Action item:
Copy out the part of the kitchen text below that runs between "Cooking is a" and "of the body.", inclusive.

Extract:
################

The kitchen as a performative space is a place of actions. These actions are performed by the body - still usually understood as female bodies in the domestic realm. Looking at decades of Swiss Magazines such as «Bauen+Wohnen» the sentence «the woman performs most of her household chores in the kitchen, therefore the kitchen becomes the most important space for her.»(1) resonates. Throughout its history the kitchen has changed its colors, sizes, meaning many times and has turned in the last century to an object of status from a space of work. The connotation as a «female space» still sticks. The kitchen as a space negotiates between the connotation of gender-specificity and models of living together and becomes also in terms of environmental question a space of political debate: «Daily cooking must be understood as public, as well as private.» (2). The kitchen acts as a hinge between the outside and the inside, since everything that is being prepared inside it, points back to a landscape it came from. It could even be understood as a reflection of the values of a society.

The actions in the kitchen start from preparation to serving and the term «cooking» is generally used to describe them all, although «to cook» is just one part that is performed in the kitchen.
Cooking is a daily ritual, a daily work of care and maintaining a family or a household. Who cooks for whom, when what and where, has clearly a social but also a spatial meaning.

In 1851 Gottfried Semper declared the fire place as the first element of architecture: Where the community gathers, the place that provides warmth and food. The kitchen was not the place for a single body, rather the shared «heart of the house». For quite some time the kitchen stayed integrated within the family space as most of the household actions were also performed inside the house. But during history this fire slowly moved away from the center of the household space and with modernization of housing, efficient pipes and plumbing was pushed to the wall. The different disposition also affects the position of the body.

################

Data supplied:

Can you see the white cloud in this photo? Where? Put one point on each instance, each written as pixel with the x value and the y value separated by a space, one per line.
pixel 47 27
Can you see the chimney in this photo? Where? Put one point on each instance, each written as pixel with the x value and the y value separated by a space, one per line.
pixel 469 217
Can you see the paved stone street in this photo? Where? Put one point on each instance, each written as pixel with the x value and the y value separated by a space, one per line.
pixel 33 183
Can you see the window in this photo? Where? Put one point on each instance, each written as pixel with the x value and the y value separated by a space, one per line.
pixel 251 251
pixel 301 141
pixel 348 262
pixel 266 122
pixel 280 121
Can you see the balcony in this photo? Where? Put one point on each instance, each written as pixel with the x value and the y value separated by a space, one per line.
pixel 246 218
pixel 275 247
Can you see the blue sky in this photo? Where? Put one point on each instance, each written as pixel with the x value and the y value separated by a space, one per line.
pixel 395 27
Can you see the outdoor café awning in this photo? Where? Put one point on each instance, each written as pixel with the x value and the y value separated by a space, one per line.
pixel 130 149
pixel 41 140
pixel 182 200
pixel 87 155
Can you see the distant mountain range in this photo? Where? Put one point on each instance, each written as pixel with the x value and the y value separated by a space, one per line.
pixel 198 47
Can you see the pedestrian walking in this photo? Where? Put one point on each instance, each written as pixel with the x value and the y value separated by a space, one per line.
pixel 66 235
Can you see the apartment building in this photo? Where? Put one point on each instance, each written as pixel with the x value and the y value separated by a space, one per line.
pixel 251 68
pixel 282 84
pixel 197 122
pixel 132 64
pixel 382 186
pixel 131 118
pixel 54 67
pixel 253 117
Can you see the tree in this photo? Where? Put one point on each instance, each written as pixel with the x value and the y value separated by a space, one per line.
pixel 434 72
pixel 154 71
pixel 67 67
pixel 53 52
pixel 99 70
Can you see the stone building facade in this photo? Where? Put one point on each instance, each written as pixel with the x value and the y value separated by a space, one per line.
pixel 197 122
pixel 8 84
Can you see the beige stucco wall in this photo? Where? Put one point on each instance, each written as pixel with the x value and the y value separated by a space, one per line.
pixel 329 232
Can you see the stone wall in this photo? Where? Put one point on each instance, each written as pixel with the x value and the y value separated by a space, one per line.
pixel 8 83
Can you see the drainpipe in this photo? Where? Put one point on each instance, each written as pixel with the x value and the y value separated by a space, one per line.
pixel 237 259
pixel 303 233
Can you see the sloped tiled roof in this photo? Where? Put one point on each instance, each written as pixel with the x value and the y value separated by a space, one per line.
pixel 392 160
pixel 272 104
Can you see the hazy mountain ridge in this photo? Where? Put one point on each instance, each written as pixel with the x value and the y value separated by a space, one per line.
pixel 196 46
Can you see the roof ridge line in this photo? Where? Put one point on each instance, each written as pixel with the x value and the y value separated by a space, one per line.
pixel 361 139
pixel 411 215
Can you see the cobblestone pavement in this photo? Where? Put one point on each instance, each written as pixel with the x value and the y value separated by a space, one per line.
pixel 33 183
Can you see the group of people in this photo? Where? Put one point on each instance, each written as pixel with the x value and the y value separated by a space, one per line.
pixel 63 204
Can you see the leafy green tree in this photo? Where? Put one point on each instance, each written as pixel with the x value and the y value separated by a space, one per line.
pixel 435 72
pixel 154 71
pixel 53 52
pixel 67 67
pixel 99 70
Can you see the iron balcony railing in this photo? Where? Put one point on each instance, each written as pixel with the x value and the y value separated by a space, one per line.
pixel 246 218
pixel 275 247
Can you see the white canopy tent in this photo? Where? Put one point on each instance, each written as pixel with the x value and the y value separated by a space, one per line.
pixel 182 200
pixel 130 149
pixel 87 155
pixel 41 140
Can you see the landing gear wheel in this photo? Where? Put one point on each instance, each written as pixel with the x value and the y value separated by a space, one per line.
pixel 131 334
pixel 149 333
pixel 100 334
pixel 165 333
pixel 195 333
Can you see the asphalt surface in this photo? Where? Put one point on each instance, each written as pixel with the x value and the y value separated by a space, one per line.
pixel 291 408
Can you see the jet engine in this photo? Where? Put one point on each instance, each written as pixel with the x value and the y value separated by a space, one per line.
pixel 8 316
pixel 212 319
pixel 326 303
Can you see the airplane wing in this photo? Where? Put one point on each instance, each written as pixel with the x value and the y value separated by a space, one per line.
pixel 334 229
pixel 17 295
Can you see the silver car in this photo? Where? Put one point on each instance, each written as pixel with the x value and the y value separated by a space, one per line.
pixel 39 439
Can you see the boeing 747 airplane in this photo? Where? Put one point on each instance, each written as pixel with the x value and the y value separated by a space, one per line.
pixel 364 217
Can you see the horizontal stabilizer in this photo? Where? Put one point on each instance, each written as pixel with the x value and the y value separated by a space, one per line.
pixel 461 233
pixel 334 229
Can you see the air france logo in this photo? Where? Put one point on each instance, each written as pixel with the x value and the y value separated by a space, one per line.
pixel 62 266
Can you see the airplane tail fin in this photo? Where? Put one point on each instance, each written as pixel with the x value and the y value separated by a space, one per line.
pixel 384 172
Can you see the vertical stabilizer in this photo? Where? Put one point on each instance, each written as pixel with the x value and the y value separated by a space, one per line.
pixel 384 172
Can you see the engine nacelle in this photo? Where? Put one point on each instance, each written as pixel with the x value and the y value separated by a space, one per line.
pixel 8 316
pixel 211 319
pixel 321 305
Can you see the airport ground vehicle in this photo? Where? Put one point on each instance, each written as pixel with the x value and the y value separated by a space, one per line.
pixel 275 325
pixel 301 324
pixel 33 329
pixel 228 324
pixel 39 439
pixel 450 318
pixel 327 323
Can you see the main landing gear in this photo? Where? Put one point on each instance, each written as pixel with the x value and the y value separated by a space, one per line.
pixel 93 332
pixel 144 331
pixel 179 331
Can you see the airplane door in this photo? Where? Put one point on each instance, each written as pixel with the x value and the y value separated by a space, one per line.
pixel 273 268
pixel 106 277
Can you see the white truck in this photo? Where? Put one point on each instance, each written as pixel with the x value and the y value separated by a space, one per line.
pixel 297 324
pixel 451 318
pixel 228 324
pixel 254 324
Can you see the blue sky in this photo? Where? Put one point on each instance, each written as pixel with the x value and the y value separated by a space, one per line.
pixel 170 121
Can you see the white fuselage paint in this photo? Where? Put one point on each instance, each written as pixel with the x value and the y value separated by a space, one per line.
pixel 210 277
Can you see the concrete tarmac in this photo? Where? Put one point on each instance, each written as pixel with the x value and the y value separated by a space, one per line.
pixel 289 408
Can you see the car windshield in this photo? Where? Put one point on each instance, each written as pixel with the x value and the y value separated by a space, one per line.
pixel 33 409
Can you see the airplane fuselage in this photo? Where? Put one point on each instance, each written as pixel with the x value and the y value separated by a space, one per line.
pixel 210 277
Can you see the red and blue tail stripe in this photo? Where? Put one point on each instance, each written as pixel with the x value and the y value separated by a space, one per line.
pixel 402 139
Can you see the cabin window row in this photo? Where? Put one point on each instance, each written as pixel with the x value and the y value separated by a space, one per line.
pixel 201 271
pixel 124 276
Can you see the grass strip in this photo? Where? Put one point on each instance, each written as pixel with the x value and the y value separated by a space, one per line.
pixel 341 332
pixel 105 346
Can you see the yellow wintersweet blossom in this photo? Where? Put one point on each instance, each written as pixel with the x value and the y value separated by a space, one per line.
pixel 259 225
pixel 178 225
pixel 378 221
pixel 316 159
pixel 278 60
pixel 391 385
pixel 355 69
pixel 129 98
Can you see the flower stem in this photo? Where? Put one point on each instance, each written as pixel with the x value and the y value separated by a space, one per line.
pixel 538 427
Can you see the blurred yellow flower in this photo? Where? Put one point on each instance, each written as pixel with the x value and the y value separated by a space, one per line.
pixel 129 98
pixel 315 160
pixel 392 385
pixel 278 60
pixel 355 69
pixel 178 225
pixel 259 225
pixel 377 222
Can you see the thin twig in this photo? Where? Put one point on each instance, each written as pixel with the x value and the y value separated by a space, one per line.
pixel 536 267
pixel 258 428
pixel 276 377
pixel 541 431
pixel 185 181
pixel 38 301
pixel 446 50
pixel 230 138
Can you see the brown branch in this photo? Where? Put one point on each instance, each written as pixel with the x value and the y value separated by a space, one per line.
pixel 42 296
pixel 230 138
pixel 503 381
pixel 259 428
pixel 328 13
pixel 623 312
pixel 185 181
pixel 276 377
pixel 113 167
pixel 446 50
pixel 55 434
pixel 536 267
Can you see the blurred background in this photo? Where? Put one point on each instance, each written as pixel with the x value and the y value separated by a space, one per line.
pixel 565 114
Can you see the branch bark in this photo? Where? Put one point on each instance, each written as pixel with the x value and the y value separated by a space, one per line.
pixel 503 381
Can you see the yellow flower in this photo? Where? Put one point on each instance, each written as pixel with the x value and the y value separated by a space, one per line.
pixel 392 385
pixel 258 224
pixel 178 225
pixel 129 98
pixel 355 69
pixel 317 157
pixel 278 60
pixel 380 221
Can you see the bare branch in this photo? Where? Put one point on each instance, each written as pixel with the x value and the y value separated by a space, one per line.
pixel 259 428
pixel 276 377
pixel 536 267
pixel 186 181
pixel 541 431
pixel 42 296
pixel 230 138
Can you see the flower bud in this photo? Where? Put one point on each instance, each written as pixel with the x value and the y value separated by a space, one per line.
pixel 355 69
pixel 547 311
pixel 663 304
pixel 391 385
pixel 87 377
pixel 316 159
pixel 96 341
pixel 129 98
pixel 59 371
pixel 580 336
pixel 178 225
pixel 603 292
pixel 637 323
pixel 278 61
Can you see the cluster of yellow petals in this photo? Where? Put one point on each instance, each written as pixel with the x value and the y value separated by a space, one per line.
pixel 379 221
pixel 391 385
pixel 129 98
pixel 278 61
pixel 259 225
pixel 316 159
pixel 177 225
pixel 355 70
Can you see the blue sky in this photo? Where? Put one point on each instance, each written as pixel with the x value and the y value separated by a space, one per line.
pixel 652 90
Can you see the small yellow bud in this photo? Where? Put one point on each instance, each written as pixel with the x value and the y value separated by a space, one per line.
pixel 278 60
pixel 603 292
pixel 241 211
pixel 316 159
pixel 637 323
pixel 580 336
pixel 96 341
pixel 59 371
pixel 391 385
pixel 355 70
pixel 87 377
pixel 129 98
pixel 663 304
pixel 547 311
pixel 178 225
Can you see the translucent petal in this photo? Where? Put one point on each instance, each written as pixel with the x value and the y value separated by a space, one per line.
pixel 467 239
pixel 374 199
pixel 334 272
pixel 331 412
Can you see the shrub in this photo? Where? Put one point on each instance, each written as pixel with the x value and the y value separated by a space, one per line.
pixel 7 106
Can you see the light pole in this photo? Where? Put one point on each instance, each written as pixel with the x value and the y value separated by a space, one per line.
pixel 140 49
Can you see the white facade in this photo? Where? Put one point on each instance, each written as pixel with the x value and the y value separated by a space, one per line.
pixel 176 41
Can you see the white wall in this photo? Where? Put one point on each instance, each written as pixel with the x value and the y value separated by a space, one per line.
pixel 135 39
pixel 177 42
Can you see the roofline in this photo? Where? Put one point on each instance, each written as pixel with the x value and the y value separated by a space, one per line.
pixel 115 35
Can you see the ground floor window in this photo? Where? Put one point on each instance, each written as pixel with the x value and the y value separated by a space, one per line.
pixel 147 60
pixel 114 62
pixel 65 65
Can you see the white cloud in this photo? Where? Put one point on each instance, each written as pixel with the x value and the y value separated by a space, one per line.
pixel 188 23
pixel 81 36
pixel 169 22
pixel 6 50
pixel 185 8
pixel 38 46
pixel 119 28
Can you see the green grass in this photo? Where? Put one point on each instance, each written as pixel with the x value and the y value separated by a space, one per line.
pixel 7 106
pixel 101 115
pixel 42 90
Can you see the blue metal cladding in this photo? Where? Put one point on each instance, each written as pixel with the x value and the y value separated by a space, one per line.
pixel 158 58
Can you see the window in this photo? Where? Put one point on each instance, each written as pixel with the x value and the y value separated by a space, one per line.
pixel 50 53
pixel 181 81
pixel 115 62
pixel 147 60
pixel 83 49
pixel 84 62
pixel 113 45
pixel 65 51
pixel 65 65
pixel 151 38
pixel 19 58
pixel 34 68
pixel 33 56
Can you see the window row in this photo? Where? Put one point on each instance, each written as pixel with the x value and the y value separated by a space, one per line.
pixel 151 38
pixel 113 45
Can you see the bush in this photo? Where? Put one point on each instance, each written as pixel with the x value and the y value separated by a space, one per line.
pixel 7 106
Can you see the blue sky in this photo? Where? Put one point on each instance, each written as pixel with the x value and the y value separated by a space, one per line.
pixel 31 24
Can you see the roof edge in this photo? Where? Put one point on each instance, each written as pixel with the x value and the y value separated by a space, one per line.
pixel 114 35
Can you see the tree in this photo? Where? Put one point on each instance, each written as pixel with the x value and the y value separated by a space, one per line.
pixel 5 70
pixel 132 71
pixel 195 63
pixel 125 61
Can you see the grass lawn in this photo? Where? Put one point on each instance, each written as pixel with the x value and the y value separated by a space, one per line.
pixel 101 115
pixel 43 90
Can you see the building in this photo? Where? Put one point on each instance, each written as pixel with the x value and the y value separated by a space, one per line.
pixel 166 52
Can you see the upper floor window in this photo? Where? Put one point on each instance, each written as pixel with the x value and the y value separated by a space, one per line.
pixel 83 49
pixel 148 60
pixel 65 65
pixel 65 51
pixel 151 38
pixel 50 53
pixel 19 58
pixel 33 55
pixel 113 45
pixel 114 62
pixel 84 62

################

Written answer:
Cooking is a daily ritual, a daily work of care and maintaining a family or a household. Who cooks for whom, when what and where, has clearly a social but also a spatial meaning.

In 1851 Gottfried Semper declared the fire place as the first element of architecture: Where the community gathers, the place that provides warmth and food. The kitchen was not the place for a single body, rather the shared «heart of the house». For quite some time the kitchen stayed integrated within the family space as most of the household actions were also performed inside the house. But during history this fire slowly moved away from the center of the household space and with modernization of housing, efficient pipes and plumbing was pushed to the wall. The different disposition also affects the position of the body.